Reproduisez fidèlement le passage du texte sur le film L'Extraordinaire Mr Rogers qui s'ouvre sur les mots contenant « L’EXTRAORDINAIRE MR ROGERS invite » et se termine par « chaîne publique PBS. ».

§ **Extrait du texte**
________________________________________

L’EXTRAORDINAIRE MR ROGERS invite au retour à l’enfance
Dans ma première présentation des Arts Narratifs, j’évoquais le fait que tout ce qui pouvait être raconté avait sa place ici, comme par exemple une publicité, etc. Le cinéma n’a bien entendu pas attendu pour en faire de même en adaptant comic-books, jeux vidéos, séries télévisées, vies de personnalités, etc… Avec L’Extraordinaire Mr Rogers, le cinéma adapte un article de magazine évoquant le présentateur d’une véritable émission pour enfants diffusée aux Etats-Unis sur la chaîne publique PBS.

________________________________________

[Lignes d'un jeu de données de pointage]
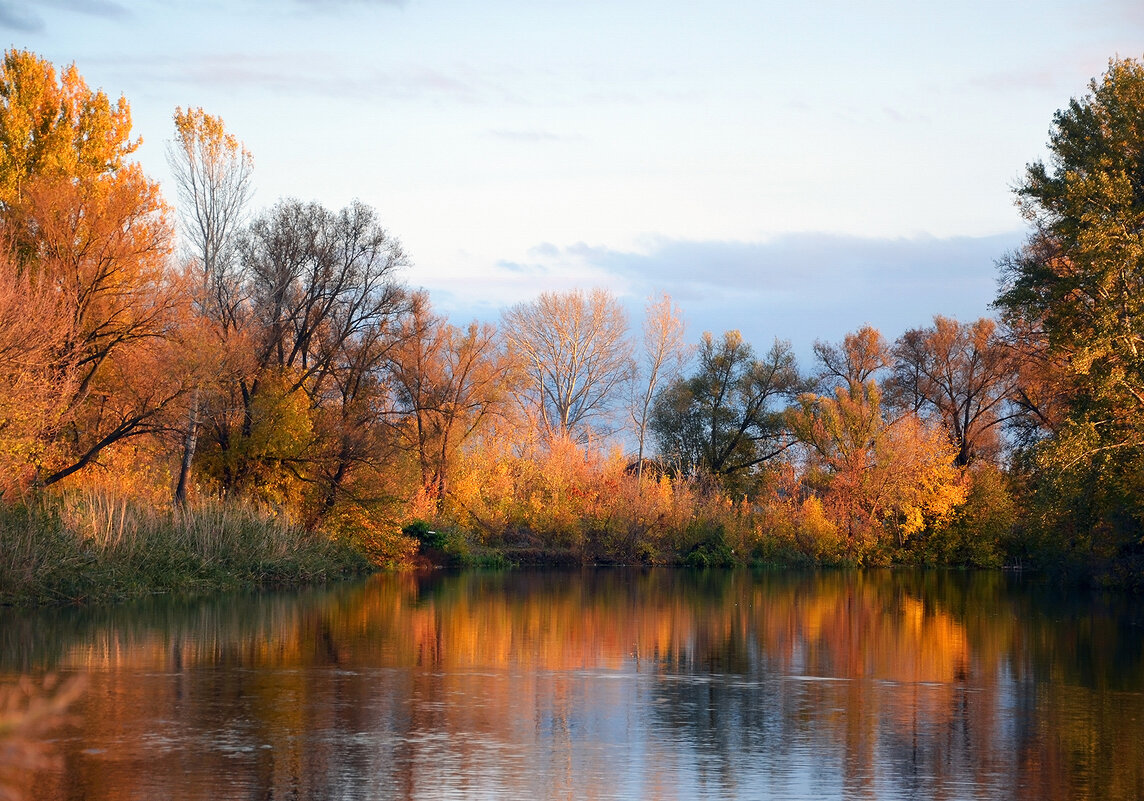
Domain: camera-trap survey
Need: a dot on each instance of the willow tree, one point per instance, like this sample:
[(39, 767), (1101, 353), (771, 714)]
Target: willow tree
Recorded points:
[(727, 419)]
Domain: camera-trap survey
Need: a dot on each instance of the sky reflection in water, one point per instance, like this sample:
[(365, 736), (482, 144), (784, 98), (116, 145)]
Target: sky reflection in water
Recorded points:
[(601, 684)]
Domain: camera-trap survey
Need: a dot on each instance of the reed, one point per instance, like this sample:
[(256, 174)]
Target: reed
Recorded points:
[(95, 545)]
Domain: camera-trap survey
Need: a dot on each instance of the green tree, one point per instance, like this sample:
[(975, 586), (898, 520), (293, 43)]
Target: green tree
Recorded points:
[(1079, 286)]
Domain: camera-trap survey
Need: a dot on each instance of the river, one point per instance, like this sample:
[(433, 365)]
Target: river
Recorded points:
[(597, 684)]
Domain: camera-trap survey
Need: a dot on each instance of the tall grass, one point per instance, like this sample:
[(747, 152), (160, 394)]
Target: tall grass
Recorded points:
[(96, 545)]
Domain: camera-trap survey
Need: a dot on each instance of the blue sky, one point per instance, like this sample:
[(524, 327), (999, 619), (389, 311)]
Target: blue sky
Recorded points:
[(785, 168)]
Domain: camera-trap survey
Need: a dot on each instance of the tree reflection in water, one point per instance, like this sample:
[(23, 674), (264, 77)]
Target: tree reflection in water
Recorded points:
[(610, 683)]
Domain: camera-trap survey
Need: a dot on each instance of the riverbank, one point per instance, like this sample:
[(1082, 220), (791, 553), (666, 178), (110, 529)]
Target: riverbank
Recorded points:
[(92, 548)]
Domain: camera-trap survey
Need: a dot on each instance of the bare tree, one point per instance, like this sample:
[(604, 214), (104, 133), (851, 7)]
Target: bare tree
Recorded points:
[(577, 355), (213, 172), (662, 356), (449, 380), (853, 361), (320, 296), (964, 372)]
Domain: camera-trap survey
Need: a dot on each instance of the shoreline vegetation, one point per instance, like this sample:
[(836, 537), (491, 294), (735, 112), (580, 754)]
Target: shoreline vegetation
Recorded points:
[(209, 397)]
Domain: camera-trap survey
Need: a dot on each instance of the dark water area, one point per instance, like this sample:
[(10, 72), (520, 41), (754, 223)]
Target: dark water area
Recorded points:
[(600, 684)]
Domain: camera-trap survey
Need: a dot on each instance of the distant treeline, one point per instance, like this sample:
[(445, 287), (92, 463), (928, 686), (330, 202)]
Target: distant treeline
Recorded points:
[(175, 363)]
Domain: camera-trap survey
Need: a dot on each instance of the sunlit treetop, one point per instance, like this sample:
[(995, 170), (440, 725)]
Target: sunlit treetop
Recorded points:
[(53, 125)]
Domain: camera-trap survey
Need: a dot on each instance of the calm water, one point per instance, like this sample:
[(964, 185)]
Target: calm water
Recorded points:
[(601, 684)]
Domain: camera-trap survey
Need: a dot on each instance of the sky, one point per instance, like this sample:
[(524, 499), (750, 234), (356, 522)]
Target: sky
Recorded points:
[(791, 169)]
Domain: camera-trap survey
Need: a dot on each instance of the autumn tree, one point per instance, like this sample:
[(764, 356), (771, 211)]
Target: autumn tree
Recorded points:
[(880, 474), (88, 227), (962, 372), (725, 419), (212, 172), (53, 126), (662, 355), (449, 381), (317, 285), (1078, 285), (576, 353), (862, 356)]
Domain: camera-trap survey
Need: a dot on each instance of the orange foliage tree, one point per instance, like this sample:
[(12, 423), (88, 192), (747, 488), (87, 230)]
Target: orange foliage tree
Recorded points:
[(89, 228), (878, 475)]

________________________________________

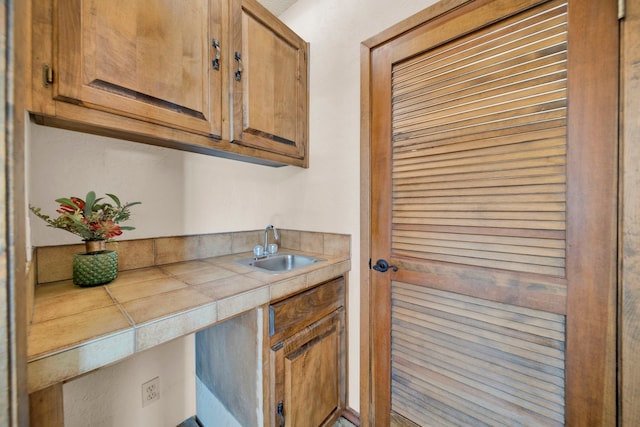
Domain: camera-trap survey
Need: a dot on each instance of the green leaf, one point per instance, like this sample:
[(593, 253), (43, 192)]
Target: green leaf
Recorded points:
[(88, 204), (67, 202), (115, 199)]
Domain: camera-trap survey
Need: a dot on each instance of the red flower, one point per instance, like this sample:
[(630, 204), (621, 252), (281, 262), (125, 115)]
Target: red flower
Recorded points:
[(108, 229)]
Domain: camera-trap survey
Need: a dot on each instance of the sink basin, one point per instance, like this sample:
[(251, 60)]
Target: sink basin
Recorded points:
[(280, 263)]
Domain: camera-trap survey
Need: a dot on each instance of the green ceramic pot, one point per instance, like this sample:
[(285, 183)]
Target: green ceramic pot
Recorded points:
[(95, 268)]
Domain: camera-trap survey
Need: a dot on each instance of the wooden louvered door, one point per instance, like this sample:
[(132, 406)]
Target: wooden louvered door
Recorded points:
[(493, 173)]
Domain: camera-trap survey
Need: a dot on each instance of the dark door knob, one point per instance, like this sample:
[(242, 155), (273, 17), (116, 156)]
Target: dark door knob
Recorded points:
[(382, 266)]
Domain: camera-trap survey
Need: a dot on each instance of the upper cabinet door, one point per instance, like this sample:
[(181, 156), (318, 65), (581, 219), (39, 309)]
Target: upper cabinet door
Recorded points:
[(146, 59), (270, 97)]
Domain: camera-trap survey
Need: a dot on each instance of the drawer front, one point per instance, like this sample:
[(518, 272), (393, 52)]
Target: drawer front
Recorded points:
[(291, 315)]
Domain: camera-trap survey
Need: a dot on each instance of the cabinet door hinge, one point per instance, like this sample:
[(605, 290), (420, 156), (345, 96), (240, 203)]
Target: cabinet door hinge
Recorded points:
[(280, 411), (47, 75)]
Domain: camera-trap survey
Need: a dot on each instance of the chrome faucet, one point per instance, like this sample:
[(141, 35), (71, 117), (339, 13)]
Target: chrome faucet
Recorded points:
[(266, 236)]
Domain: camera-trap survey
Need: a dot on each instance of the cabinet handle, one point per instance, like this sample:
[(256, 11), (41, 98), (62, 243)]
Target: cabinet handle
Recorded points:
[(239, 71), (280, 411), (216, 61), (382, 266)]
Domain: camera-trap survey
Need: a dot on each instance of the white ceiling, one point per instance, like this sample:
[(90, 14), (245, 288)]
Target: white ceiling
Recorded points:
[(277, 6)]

________________________________________

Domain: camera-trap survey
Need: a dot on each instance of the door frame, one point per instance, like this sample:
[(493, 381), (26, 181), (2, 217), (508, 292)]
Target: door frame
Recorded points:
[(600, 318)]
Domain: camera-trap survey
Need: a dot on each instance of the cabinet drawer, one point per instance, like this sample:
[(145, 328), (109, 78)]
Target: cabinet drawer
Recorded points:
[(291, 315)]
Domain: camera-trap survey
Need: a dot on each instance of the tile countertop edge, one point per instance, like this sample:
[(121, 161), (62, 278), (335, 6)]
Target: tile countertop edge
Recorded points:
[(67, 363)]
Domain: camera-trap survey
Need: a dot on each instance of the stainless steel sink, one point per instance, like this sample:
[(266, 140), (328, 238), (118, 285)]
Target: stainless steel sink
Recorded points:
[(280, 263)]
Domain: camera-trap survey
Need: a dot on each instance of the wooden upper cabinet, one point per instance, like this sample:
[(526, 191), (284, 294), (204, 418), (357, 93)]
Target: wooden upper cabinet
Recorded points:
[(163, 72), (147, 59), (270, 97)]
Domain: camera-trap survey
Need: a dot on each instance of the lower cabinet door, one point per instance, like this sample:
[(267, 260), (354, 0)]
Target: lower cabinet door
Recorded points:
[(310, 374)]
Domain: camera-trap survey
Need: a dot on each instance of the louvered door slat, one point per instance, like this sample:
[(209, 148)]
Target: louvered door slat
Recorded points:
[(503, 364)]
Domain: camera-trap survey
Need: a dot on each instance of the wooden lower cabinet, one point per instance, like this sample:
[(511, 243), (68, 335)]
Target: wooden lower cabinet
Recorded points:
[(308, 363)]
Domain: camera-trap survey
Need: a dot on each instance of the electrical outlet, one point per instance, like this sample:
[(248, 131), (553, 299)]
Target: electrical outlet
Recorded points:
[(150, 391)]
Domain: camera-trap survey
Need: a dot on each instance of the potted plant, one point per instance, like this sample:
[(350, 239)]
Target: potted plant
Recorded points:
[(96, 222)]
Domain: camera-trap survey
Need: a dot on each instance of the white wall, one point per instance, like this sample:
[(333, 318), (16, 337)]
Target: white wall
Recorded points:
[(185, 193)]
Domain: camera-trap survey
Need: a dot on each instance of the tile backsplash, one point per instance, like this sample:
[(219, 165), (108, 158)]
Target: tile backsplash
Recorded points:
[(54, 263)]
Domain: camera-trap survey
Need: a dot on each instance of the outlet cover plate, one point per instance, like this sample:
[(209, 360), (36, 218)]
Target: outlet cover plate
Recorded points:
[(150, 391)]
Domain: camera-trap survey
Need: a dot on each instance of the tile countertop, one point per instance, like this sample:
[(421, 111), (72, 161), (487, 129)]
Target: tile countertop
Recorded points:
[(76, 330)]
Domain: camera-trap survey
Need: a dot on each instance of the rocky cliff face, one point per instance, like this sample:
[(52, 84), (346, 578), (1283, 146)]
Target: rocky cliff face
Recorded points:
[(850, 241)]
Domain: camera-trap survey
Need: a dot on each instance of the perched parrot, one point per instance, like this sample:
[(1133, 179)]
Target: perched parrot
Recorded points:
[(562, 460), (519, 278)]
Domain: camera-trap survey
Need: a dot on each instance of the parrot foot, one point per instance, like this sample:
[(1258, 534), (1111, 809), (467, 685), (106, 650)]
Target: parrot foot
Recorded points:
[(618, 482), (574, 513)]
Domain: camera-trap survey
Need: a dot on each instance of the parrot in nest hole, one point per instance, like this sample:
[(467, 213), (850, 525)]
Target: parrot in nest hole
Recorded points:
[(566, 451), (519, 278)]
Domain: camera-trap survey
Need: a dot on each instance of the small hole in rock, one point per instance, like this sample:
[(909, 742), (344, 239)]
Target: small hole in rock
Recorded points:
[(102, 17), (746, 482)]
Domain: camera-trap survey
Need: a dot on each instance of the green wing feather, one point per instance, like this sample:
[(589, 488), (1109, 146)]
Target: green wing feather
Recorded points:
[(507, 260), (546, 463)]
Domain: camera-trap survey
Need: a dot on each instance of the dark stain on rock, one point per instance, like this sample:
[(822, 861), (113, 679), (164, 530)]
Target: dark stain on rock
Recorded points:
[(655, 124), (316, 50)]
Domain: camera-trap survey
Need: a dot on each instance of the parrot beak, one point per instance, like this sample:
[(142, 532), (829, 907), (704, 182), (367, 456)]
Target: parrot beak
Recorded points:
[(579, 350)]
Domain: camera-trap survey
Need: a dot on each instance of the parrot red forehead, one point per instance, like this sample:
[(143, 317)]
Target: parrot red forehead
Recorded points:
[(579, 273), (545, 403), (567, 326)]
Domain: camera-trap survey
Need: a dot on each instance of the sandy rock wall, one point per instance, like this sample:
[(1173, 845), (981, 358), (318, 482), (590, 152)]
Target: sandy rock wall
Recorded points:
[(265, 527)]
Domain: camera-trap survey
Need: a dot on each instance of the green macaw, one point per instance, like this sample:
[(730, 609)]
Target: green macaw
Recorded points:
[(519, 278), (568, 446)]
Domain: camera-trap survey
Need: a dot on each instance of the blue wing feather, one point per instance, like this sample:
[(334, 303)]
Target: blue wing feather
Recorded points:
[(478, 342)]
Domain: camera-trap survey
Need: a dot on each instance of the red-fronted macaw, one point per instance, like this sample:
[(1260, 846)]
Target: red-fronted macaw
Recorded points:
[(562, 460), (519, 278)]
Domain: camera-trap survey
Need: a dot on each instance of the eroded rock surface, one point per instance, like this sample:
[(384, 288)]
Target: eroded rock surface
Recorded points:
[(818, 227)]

________________________________________

§ **La réponse**
L’EXTRAORDINAIRE MR ROGERS invite au retour à l’enfance
Dans ma première présentation des Arts Narratifs, j’évoquais le fait que tout ce qui pouvait être raconté avait sa place ici, comme par exemple une publicité, etc. Le cinéma n’a bien entendu pas attendu pour en faire de même en adaptant comic-books, jeux vidéos, séries télévisées, vies de personnalités, etc… Avec L’Extraordinaire Mr Rogers, le cinéma adapte un article de magazine évoquant le présentateur d’une véritable émission pour enfants diffusée aux Etats-Unis sur la chaîne publique PBS.